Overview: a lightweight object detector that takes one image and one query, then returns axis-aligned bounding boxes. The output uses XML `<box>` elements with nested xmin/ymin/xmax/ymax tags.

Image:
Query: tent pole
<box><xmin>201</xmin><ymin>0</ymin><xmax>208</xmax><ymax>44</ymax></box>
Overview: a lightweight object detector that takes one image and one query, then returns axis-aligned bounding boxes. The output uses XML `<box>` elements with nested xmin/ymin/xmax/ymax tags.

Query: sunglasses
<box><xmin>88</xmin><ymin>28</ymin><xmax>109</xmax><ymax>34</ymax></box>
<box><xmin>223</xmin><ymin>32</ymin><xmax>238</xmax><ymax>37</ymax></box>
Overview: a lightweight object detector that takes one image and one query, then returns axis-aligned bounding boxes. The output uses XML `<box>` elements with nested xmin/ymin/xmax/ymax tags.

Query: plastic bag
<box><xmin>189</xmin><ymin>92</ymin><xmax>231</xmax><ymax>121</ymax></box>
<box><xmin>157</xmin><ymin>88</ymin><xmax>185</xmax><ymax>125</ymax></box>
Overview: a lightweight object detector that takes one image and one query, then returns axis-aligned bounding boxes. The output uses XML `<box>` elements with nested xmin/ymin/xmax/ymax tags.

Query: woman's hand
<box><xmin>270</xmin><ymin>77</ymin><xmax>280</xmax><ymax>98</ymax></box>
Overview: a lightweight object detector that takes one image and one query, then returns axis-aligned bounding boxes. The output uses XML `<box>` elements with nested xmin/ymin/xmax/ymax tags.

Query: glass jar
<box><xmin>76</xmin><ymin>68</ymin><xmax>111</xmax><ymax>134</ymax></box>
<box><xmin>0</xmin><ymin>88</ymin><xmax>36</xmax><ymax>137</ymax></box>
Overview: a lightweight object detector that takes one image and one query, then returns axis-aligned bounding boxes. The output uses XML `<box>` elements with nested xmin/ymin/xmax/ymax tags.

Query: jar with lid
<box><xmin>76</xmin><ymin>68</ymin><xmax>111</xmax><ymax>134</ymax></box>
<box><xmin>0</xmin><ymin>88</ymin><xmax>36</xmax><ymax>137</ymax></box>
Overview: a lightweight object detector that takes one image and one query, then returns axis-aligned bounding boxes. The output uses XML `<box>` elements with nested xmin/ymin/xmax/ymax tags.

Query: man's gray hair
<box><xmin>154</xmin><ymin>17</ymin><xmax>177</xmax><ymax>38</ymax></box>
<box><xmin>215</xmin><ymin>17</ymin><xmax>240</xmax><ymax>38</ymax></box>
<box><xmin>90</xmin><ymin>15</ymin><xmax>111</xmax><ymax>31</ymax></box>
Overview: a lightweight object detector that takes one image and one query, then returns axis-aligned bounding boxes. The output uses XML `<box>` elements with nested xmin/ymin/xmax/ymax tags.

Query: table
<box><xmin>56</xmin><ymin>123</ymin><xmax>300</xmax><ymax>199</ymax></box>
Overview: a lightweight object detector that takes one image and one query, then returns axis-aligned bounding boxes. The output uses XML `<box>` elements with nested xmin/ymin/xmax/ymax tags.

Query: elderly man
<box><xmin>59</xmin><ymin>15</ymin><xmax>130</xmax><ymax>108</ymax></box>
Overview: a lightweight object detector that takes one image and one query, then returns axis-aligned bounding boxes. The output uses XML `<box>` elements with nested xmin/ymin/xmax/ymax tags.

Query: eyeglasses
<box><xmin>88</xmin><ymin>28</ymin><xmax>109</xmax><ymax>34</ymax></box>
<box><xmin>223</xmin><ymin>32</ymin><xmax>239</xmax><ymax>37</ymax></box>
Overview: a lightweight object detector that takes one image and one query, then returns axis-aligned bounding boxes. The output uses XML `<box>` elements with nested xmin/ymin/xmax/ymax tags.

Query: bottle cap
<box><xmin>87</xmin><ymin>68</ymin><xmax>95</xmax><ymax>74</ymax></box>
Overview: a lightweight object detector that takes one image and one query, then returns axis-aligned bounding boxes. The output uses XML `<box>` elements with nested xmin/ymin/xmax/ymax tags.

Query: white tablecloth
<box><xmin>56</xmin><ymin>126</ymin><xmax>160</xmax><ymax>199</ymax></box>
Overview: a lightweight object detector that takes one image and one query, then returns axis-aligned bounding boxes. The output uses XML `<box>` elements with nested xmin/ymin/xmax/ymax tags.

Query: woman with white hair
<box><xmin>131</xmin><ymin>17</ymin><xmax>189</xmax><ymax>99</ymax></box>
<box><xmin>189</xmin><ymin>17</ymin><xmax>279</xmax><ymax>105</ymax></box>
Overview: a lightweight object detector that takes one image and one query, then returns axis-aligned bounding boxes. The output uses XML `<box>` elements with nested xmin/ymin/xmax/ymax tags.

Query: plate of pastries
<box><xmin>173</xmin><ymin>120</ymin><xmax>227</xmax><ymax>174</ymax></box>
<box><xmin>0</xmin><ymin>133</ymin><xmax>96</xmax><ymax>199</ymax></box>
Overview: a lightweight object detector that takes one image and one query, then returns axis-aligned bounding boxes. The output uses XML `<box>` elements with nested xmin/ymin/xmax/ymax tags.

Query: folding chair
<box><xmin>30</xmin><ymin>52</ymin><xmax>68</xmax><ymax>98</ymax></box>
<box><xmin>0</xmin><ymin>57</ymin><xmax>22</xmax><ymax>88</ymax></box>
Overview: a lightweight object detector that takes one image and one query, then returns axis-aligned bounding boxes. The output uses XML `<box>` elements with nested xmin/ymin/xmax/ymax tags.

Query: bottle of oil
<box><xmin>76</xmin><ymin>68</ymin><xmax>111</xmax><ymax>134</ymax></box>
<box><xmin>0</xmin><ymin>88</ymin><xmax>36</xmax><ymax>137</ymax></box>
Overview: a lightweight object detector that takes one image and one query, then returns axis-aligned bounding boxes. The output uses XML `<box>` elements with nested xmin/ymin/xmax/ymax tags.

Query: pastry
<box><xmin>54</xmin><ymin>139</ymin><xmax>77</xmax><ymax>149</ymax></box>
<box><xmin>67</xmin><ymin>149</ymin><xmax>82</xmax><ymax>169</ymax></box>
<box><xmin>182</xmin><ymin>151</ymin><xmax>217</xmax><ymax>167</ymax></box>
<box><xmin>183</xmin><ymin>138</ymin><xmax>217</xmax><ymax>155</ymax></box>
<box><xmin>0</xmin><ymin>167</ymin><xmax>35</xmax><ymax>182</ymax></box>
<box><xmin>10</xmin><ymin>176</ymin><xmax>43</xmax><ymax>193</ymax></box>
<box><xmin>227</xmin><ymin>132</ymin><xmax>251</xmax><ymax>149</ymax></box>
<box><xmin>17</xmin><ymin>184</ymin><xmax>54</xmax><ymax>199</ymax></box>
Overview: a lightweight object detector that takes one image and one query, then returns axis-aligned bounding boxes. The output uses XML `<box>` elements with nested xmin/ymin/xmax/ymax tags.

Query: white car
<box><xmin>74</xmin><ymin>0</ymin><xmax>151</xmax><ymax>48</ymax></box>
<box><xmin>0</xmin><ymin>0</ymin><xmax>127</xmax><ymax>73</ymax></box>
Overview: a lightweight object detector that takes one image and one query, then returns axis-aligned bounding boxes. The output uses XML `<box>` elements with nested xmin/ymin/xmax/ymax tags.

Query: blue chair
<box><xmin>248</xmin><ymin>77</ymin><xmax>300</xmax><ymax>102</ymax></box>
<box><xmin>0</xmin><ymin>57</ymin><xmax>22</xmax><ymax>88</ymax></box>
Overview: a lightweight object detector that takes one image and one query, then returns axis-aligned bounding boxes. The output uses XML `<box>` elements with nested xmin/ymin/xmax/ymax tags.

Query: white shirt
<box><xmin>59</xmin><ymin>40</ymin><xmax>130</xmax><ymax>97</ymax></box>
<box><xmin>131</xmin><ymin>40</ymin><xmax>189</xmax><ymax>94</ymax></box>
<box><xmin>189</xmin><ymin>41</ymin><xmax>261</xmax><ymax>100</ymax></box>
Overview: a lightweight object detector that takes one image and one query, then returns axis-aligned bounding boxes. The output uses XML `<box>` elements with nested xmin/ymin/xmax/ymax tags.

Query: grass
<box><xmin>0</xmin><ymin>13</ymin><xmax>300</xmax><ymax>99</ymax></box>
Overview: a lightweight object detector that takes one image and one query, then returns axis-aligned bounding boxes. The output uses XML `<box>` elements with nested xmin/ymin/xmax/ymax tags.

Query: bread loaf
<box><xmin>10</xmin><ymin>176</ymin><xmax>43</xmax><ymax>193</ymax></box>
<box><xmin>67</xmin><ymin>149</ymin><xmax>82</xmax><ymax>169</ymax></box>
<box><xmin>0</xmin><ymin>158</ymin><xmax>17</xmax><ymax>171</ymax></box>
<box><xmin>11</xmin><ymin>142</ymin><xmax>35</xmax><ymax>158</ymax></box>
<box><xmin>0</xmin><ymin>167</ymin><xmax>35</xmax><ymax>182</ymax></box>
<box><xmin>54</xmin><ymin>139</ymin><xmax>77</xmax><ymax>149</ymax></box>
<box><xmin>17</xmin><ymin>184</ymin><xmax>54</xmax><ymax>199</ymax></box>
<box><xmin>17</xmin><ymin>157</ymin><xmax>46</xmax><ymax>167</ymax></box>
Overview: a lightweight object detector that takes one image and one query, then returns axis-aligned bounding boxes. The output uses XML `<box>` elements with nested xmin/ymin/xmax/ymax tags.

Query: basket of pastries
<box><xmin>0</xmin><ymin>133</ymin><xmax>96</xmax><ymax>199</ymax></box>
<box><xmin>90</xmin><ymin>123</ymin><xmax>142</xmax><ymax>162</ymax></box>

## PROBLEM DETAILS
Count the lines in the records above that contain the string "chair", and reply with the number alone.

## PROBLEM SOLUTION
2